Stated problem
Count the lines in the records that contain the string "every", matching case exactly. Reply with the number alone.

Records shown
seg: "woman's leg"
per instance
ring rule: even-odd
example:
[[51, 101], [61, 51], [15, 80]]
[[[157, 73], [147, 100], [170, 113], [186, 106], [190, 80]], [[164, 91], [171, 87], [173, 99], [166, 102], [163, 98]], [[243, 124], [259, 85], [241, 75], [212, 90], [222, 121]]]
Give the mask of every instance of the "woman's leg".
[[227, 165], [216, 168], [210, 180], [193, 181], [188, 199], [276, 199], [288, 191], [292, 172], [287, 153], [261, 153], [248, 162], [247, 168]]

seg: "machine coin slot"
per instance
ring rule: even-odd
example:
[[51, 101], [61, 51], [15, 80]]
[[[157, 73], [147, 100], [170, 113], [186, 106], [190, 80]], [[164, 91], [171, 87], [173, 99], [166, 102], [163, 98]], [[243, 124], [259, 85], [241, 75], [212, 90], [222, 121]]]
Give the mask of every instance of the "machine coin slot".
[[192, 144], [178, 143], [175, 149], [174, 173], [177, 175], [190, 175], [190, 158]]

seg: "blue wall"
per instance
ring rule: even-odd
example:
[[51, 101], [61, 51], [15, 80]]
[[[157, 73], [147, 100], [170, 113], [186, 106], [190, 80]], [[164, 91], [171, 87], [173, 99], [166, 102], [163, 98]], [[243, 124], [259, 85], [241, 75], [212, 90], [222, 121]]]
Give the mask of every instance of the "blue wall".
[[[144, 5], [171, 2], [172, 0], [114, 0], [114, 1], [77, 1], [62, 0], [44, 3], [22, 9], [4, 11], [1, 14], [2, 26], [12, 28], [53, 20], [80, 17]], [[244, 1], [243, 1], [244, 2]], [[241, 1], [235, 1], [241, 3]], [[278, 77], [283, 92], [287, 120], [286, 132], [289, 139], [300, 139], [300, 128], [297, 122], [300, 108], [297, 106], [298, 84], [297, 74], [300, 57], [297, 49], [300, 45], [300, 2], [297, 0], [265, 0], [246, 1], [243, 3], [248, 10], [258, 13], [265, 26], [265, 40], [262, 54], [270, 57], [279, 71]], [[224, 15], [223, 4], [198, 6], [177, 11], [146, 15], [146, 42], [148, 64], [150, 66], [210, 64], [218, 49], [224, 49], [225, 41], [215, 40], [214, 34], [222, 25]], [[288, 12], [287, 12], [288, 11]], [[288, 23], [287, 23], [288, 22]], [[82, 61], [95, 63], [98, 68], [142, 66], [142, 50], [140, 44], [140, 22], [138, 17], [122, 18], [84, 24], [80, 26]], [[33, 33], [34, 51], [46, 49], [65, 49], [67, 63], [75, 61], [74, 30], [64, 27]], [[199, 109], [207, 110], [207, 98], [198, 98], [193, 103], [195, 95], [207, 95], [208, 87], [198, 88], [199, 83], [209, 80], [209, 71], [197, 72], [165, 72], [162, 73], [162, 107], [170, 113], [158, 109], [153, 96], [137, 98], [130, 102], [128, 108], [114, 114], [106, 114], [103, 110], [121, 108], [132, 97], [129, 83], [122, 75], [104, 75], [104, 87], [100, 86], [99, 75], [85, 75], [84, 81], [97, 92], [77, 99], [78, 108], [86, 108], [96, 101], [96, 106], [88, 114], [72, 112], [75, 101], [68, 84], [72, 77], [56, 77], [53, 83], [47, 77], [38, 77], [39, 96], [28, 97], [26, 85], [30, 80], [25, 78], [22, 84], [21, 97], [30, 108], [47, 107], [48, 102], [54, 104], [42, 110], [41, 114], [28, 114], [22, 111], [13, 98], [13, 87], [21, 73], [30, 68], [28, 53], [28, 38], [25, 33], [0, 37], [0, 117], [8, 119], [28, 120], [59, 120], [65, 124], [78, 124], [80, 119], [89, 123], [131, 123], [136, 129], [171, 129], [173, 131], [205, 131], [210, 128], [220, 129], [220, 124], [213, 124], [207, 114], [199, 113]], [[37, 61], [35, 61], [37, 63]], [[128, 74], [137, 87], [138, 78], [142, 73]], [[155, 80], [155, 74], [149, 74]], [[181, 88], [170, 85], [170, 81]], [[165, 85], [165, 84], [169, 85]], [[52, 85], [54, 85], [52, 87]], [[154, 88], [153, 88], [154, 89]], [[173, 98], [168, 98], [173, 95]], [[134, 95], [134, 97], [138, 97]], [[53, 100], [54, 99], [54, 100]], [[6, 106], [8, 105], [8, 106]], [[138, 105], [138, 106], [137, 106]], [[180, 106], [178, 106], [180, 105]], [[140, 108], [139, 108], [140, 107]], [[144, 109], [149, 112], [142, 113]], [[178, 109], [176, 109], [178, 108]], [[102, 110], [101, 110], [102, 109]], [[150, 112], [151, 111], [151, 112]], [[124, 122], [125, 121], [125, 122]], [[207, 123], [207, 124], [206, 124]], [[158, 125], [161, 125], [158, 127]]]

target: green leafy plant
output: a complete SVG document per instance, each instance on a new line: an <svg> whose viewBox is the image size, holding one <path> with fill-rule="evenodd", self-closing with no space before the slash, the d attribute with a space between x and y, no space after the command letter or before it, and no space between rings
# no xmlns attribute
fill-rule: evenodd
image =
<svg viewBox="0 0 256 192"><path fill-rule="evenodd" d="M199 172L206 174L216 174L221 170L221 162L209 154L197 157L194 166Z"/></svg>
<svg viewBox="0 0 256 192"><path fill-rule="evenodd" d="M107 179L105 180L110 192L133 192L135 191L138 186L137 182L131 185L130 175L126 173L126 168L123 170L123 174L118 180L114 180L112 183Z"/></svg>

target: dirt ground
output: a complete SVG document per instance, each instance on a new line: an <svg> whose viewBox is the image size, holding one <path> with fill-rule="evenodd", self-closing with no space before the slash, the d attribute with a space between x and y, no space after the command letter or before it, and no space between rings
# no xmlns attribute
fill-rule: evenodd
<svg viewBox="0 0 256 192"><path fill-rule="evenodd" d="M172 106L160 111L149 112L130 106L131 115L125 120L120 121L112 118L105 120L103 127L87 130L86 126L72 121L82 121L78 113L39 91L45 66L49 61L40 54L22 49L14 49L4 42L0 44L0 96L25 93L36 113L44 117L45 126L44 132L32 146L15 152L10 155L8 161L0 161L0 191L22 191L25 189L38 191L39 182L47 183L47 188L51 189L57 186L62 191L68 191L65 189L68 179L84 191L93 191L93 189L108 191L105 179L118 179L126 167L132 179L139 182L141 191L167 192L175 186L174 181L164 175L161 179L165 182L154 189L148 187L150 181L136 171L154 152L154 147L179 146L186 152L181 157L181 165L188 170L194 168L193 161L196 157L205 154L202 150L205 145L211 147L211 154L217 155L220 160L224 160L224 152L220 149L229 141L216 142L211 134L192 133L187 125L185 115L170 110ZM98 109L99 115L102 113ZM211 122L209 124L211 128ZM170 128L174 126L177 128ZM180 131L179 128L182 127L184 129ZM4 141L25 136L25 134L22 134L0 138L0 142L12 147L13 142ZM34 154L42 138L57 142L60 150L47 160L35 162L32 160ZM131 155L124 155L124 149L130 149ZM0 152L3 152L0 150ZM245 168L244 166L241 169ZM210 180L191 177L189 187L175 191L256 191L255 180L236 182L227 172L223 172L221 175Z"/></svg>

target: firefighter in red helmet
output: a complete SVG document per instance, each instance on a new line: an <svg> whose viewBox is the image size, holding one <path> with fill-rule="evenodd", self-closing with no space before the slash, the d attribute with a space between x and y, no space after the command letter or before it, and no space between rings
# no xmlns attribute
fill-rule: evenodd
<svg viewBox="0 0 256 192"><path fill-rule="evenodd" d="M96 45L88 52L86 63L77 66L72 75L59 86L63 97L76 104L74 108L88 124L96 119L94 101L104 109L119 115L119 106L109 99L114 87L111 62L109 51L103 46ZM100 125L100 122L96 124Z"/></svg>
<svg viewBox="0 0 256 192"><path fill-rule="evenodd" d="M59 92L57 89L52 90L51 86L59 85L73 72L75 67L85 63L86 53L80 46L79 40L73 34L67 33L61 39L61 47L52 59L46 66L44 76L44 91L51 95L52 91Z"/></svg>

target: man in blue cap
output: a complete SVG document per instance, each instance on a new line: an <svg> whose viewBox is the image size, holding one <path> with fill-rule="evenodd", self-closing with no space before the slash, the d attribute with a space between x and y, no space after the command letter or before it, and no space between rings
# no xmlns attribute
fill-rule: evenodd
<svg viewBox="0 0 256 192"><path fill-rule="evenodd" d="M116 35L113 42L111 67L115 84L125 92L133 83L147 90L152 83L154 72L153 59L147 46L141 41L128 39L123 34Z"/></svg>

The reply
3